• WORK TO COMPLETE:
**A)** In the BigQuery exception handling post, what kind of block does the author say you can use to catch an exception generated by your query statements?
**B)** Copy word for word the part of the BigQuery post that runs from "BigQuery likely has" to "use BEGIN…EXCEPTION block.".
**C)** Write what comes next in the BigQuery exception handling post, starting right after its last sentence.

• EXTRACT PROVIDED:
Hidden gems of BigQuery — P7 — Safety first

Artem Nikulchenko
Google Cloud - Community
8 min readJan 5, 2024

This is a series of posts about amazing BigQuery features. Since there are so many of them, some of them can get lost. So, I’ve decided to cover my favorite:

And this post is about:

  • BigQuery version of TRY…CATCH
  • RAISE, ERROR
  • SAFE_ operations
  • SAFE. functions
  • SAFE_CAST

What is that, and how is it related to BigQuery? It is Vision model results for the request “Exception handling in BigQuery”. So, Vision thinks it is related :) And it looks cool.

Intro

BigQuery is a VERY complicated system that relies on multiple distributed resources for both storage and computing (which also means — a lot of network). As a result, there are many things that can go wrong at any moment.

Likely, thanks to the brilliant BigQuery Team, none of us needs to worry about that :) (unless you are actually part of BigQuery SRE Team…). As a users of BigQuery, none of those issues would be visible to us.

So, the only exceptions that we need to worry about — are exceptions generated by our code. And that is what this post is about…

Exception handling

As a Developer, you are probably familiar with standard Exception processing construction like TRY…CATCH.

BigQuery likely has something very similar to that!

If you want to catch (and hopefully process) an exception generated by some of your query statements, you can use BEGIN…EXCEPTION block.

BEGIN
sql_statement_list
EXCEPTION WHEN ERROR THEN
sql_statement_list
END;

It actually works very similar to TRY…CATCH blocks that you may be familiar with. If any exception happens between BEGIN and EXCEPTION statements — execution is interrupted, and code after EXCEPTION block is executed.

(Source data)

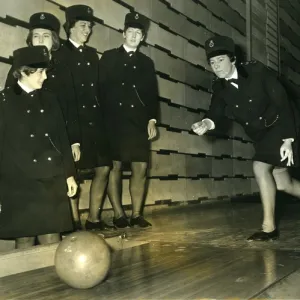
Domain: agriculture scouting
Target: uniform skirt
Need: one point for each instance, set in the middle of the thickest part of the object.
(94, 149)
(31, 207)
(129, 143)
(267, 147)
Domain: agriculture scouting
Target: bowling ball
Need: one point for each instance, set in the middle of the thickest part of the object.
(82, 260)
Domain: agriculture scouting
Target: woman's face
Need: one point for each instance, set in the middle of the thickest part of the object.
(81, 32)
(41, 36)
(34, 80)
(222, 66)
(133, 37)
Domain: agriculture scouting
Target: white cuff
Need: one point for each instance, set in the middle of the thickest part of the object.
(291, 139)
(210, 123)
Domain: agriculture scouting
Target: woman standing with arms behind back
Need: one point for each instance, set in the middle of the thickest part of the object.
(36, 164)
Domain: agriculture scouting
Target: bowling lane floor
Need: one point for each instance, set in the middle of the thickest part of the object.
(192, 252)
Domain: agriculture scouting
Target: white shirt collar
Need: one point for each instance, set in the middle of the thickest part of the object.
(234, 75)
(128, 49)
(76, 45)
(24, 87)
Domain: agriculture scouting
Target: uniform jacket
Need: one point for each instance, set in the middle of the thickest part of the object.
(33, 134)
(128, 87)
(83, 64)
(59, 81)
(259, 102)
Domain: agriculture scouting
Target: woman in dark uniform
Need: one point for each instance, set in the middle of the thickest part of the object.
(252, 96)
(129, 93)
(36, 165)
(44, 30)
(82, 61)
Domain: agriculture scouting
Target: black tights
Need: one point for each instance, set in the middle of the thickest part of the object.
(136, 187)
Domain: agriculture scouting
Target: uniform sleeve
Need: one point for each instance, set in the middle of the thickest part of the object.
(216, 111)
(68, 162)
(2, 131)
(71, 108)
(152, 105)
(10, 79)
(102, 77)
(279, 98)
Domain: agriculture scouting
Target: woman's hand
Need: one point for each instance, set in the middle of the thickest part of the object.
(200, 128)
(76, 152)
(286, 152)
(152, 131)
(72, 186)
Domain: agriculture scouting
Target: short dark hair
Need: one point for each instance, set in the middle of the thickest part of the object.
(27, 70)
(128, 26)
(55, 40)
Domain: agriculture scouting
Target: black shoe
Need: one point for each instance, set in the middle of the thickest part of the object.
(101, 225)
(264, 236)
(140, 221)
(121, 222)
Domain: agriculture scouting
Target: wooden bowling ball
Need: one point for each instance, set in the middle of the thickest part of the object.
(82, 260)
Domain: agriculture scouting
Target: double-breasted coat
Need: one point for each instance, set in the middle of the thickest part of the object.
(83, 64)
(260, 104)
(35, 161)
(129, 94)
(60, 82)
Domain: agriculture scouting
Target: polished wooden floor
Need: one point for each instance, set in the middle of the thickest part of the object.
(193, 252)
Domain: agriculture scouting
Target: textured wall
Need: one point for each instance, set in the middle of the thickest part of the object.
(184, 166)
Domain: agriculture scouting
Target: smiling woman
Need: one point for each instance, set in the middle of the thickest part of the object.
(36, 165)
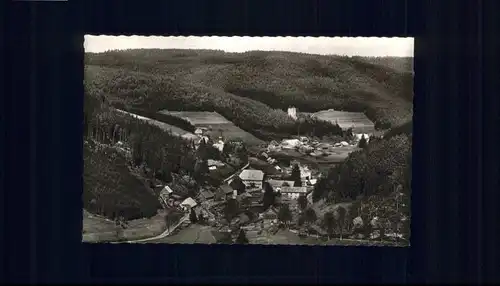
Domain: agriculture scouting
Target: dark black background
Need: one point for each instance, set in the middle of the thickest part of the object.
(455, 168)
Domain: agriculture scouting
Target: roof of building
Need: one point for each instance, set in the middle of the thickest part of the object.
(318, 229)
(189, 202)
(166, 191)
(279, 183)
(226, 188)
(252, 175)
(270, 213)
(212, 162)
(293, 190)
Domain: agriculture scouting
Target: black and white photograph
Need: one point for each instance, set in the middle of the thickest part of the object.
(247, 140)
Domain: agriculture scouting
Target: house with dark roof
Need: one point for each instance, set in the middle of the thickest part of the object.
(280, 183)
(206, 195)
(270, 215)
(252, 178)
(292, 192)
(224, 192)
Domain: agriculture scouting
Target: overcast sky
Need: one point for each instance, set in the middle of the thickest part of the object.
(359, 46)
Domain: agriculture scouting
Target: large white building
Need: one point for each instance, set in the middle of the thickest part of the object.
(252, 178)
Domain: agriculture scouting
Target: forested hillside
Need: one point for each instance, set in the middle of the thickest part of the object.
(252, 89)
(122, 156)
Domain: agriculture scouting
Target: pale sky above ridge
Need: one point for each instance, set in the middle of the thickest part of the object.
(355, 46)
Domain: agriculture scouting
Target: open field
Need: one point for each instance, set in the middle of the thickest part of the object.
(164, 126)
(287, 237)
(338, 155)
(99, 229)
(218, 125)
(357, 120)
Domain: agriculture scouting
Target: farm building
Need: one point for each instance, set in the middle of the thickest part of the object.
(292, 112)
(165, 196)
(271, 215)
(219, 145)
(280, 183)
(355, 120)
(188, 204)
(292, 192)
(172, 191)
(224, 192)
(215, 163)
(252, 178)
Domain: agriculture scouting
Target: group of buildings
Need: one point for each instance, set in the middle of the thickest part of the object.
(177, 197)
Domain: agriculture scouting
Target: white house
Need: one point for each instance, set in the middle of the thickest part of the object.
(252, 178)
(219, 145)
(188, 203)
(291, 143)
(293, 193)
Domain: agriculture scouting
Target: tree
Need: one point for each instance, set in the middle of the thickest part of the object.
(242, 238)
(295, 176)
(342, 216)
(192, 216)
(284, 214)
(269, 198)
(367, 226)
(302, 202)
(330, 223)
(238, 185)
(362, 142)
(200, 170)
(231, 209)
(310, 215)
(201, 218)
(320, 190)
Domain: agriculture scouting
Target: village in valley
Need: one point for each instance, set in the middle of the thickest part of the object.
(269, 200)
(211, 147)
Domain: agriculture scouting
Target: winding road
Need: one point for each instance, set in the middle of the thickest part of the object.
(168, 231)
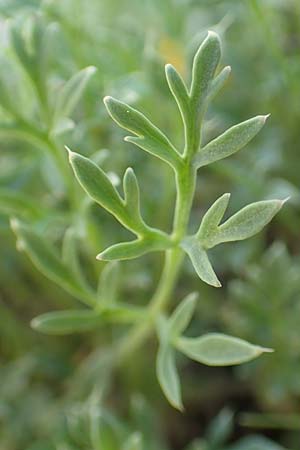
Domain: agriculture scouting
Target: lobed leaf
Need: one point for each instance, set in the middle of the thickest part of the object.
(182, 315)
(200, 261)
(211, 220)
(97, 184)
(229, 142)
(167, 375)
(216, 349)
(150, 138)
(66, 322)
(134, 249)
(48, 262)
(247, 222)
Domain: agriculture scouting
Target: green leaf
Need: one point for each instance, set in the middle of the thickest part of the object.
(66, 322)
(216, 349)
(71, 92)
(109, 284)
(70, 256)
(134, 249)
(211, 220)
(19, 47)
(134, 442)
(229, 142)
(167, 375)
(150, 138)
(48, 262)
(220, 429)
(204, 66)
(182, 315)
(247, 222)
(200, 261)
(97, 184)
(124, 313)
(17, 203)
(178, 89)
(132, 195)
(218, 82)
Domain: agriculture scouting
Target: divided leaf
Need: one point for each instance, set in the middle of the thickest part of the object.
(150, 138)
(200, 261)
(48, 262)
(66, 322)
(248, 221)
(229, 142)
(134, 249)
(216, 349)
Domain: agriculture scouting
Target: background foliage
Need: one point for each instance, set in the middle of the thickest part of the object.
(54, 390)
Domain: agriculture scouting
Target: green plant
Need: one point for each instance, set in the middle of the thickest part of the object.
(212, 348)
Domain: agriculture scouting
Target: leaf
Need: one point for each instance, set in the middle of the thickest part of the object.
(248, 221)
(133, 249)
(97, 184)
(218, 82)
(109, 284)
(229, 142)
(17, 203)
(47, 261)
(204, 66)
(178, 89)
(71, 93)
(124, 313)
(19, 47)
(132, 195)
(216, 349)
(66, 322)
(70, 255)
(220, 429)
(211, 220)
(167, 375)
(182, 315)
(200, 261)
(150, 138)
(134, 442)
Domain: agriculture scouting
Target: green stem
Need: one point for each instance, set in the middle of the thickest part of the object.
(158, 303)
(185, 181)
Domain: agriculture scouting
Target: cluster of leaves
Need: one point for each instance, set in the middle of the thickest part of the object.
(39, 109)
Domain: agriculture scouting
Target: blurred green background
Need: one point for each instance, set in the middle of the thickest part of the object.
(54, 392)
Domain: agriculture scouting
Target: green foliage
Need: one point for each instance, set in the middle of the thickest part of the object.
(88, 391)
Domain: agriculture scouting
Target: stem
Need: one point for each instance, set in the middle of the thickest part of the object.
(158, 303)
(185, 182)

• ANSWERS PROVIDED:
**A)** A BEGIN…EXCEPTION block.

**B)**
BigQuery likely has something very similar to that!

If you want to catch (and hopefully process) an exception generated by some of your query statements, you can use BEGIN…EXCEPTION block.

**C)**
Here is a simple example:

BEGIN
SELECT 1/0;
EXCEPTION WHEN ERROR THEN
SELECT 1;
END

Do we know anything about the exception at this point? Yes!

Error variables

We have four variables that allow us to learn more about what has happened:

@@error.message — Specifies a human-readable error message.

Note: BigQuery documentation emphasizes that you should NEVER rely on this variable in your code for anything except been read by human. There is no documented Errors list, this messages can change at any time, including the format of those messages (so, you should not try to parse out some data from it).

@@error.stack_trace — Stack trace of the error

@@error.formatted_stack_trace — The content of @@error.stack_trace expressed as a human readable string.

Note: As with @@error.message, should only be used for information purposes.

@@error.statement_text — text of the statement where error happened.

Let’s give it a try!

BEGIN
SELECT 1/0;
EXCEPTION WHEN ERROR THEN
SELECT
@@error.message,
@@error.stack_trace,
@@error.statement_text,
@@error.formatted_stack_trace;
END

Result:

@@error.message — Query error: division by zero: 1 / 0 at [2:3]

@@error.statement_text — SELECT 1/0

This is reasonably expected. However, the stack trace is a bit more interesting (and complicated).

@@error.stack_trace returns an ARRAY where each element contains 4 data points:

Line — the line where the problem happened. In our case, it is 1

Column — the column where the problem happened.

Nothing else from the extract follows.